[start of TEXT SECTION]

Rocketman, Review: Messed-up multi-millionaire music-maestro

Film-makers now need to ask themselves whether it makes good sense to churn out bio-pics with regular frequency. Does the genre hold enough promise to deliver quality cinema? In recent times, many of them are guilty of picking eminent personalities from films and music, with common traits, like troubled childhood, inability to handle fame and fortune, sexual mania or alternative sexual behaviour, and drug abuse. The phenomenon is common to both Hollywood and Indian cinema, though in India, they have picked stars from running, cricket and boxing, to name two notable exceptions. Rocketman goes along the path more travelled, creates the same hurdles and surmounts them in standardised formats.

Rocketman is an epic musical fantasy about the incredible human story of Reginald Hercules Dwight, alias Sir Elton John’s, breakthrough years. The film follows the fantastical journey of transformation from shy piano prodigy Reggie into international superstar Elton John, set to John’s most beloved songs. It tells the story of how a small-town (Middlesex, England) boy became one of the most iconic figures in pop culture. Rocketman was a 1972 hit single, and John also owns two companies called Rocket Record Company (with Bernie Taupin), formed in 1973, and Rocket Pictures, which he founded in 1996. Rocket Pictures has co-produced Rocketman (certainly not rocket science, that), its first live action film.

Born to Sheila Eileen/Harris/Farebrother and Stanley Dwight in 1947, it is not completely clear where did the pseudonym ‘Elton John’ come from. When he introduced himself to sound recordist Renate Blauel as Reginald, she responded with, “That is my grandfather’s name.” Considering he ended-up marrying the woman later, he found that name embarrassing. So, Reginald had to go. At 15, he became part of a Rhythm and Blues (his first great passion) band, Bluesology. Reginald was a fan of fellow singer Long John Baldry, who asked Bluesology to be his back-up band, and authoritative sources say that the John part was a tribute to Baldry. In the film, when asked his surname, he turns towards a picture of John Lennon, and… And Elton? That was a tribute to another member of their band, Bluesology, saxophonist Elton Dean, which he ‘stole’. The Hercules part of the name came later and he decided upon it whilst watching the British TV series Steptoe & Son, where the name of the Steptoe's horse was Hercules. His name was legally changed to Elton Hercules John on 7 January 1972.

[end of TEXT SECTION]
[start of MATERIAL]

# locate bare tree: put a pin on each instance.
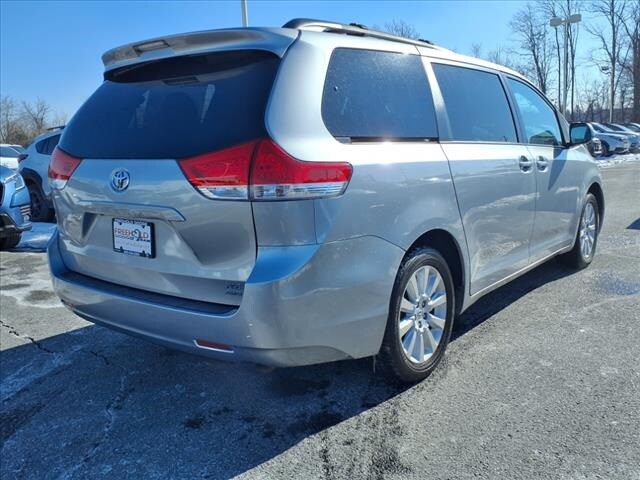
(630, 66)
(402, 29)
(36, 114)
(533, 34)
(21, 122)
(611, 39)
(564, 9)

[end of MATERIAL]

▸ EXERCISE REQUIREMENTS:
Answer these from the Rocketman review:
(a) In what year did Elton John found Rocket Pictures?
(b) Which band did he join at 15?
(c) On what date was his name legally changed to Elton Hercules John?
None of the lines have any bearing on this.

▸ RESPONSE TO THIS EXERCISE:
(a) 1996
(b) Bluesology
(c) 7 January 1972